Ton Voon has provided an improvement which breaks this limitation. The best on Ton's patch is that you don't have to upgrade all machines at once. You can do it step by step which is helpful especially for large installations.
Note: if you are running NRPE on Linux machines before kernel release 2.6.11, you will only be able to transport one buffer. This is an effect caused by the old single buffered PIPE implementation. In 2.6.11 Linus Torvalds himself inplemented a ring buffer which allowed circular pipes. With the default kernel PIPE size of 4K and 16 buffers, NRPE can now transport 64K. So if you still have problems with cut NRPE data, watch for 2.6.10 and below.

NSCA is the nasty end - and if you ask me: it needs a reimplementation. There are several implementation itches which do not fit anymore in the current Nagios world:

  1. NSCA does not scale very well: it passes all messages to the Nagios CMD interface, which is well known for its traffic jam in large installations. And NSCA is often used just in such large installations to cirumvent the Nagios scheduling bottleneck.
    There are numerous enhancements on both NSCA's sender and receiver side, but IMHO the only well performing approach to insert checks into Nagios will use the checkresults interface.
  2. NSCA does not allow multiline: it reads the input up to the first newline and that's it.


Recommendations for check_multi?
After our small walk through the puzzling world of Nagios transports the conclusion for the use of check_multi is pretty clear: NRPE and SSH will work well, while NSCA is the black sheep in this family.
But this does not need to be a real disadvantage: in a check_multi driven Nagios infrastructure you don't need that much passive services with NSCA, because you can use active check_multi services instead.

§ **WRITTEN TASK A**: Select each row that contains the string "sign".
The rows have no connection to the passage on Nagios transports.

§ **SUPPLIED RECORDS**:
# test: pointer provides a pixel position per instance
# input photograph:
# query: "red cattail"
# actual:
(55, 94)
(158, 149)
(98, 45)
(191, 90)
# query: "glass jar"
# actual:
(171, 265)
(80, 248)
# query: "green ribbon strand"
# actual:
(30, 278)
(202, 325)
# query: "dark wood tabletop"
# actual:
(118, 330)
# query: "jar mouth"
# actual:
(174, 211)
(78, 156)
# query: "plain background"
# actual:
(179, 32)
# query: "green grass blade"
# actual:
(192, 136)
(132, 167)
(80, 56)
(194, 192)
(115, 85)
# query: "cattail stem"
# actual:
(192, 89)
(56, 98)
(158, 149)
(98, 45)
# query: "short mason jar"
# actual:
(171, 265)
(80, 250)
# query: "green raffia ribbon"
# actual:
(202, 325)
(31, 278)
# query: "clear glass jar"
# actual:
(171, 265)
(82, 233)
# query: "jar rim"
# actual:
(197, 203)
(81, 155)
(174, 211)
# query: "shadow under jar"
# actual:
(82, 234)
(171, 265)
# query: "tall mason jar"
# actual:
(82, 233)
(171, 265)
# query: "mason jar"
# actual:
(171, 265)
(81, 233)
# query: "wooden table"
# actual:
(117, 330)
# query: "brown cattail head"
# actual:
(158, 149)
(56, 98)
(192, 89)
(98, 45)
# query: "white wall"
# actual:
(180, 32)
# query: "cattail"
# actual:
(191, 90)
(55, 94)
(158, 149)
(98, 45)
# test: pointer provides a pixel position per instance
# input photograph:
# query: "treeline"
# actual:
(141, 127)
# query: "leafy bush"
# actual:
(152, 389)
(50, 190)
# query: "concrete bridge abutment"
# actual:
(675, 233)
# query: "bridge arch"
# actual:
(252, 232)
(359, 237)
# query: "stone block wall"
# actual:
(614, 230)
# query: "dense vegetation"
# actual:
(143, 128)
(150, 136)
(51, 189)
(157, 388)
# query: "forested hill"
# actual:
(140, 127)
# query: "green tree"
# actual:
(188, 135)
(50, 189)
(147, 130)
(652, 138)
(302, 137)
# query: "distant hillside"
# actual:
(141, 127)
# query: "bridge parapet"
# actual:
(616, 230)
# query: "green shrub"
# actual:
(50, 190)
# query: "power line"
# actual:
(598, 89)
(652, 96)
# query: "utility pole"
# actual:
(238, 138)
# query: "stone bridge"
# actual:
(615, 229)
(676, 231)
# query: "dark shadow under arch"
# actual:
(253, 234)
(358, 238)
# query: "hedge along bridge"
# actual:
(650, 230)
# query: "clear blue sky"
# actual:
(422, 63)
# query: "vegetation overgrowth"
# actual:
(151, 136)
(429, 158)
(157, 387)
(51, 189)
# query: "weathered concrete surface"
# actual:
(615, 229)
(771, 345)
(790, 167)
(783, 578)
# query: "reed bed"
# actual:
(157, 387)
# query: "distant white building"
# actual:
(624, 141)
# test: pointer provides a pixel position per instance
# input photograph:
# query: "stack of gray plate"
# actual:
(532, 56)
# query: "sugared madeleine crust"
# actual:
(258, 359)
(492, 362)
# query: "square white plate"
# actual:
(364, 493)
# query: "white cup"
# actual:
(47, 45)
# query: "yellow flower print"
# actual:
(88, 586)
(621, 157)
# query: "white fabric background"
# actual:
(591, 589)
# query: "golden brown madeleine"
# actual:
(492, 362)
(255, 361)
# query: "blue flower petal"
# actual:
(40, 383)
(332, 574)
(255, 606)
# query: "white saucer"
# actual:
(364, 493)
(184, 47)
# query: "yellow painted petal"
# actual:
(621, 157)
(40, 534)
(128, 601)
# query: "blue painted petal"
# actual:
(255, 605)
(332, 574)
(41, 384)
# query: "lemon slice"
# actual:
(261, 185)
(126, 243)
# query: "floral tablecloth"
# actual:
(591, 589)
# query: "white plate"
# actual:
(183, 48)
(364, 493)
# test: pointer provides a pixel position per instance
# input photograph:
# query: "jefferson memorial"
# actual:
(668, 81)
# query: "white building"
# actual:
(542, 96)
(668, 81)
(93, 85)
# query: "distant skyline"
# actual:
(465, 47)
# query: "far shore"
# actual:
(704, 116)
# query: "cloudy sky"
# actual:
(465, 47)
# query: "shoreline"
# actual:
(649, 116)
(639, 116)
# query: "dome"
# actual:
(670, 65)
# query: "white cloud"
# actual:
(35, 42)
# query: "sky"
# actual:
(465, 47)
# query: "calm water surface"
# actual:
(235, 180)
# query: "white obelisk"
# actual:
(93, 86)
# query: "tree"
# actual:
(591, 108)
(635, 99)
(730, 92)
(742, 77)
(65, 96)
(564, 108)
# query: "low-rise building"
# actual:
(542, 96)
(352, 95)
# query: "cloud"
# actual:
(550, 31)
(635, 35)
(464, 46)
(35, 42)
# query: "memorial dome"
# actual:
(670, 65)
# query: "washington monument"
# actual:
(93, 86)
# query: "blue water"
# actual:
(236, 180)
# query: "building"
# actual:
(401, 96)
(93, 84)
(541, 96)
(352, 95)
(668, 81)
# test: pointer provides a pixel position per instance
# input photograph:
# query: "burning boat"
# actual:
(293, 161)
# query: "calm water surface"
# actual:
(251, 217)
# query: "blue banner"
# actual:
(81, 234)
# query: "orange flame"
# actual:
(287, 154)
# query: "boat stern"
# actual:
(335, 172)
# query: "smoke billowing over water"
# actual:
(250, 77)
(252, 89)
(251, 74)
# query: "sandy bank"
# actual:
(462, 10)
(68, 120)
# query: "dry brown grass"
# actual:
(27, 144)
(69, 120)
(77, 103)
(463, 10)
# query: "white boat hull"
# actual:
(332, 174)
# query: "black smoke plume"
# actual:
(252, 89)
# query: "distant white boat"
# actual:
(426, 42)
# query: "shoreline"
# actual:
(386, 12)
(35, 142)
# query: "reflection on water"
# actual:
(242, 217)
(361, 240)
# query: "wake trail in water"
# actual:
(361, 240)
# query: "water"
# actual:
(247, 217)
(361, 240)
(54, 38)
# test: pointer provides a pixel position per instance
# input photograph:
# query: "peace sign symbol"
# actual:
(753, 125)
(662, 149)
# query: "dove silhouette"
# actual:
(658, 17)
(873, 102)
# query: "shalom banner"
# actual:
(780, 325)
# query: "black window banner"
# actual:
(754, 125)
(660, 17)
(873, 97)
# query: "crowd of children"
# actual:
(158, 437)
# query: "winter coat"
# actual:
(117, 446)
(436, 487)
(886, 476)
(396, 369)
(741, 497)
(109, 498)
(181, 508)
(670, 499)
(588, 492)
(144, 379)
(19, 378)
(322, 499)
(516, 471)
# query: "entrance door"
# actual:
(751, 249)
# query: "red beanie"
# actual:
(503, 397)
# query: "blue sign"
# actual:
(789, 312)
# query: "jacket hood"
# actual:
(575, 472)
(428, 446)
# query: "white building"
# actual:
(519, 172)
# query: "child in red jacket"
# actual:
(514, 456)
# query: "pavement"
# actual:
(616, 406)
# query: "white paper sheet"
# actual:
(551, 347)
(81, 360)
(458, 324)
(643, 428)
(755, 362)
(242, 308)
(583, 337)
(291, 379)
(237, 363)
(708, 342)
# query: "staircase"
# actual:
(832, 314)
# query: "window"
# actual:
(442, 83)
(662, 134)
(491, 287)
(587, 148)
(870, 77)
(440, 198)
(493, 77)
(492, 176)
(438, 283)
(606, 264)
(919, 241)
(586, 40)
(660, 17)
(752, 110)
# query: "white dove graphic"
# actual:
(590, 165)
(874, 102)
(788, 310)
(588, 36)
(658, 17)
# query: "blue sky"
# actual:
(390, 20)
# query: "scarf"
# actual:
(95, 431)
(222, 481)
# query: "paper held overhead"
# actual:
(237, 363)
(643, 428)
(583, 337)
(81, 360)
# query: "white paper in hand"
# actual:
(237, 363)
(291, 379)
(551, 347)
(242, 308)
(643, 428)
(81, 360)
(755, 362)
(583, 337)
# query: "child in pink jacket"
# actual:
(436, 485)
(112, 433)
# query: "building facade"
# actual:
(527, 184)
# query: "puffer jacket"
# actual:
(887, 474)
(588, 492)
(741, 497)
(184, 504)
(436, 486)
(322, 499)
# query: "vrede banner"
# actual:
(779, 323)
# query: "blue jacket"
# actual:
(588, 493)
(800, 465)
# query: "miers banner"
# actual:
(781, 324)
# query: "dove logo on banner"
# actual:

§ **WRITTEN TASK B**: Reproduce the passage on Nagios transports in full, word for word.

§ **EXERCISE SOLUTION A**:
# query: "peace sign symbol"
# query: "blue sign"

§ **EXERCISE SOLUTION B**:
Ton Voon has provided an improvement which breaks this limitation. The best on Ton's patch is that you don't have to upgrade all machines at once. You can do it step by step which is helpful especially for large installations.
Note: if you are running NRPE on Linux machines before kernel release 2.6.11, you will only be able to transport one buffer. This is an effect caused by the old single buffered PIPE implementation. In 2.6.11 Linus Torvalds himself inplemented a ring buffer which allowed circular pipes. With the default kernel PIPE size of 4K and 16 buffers, NRPE can now transport 64K. So if you still have problems with cut NRPE data, watch for 2.6.10 and below.

NSCA is the nasty end - and if you ask me: it needs a reimplementation. There are several implementation itches which do not fit anymore in the current Nagios world:

  1. NSCA does not scale very well: it passes all messages to the Nagios CMD interface, which is well known for its traffic jam in large installations. And NSCA is often used just in such large installations to cirumvent the Nagios scheduling bottleneck.
    There are numerous enhancements on both NSCA's sender and receiver side, but IMHO the only well performing approach to insert checks into Nagios will use the checkresults interface.
  2. NSCA does not allow multiline: it reads the input up to the first newline and that's it.


Recommendations for check_multi?
After our small walk through the puzzling world of Nagios transports the conclusion for the use of check_multi is pretty clear: NRPE and SSH will work well, while NSCA is the black sheep in this family.
But this does not need to be a real disadvantage: in a check_multi driven Nagios infrastructure you don't need that much passive services with NSCA, because you can use active check_multi services instead.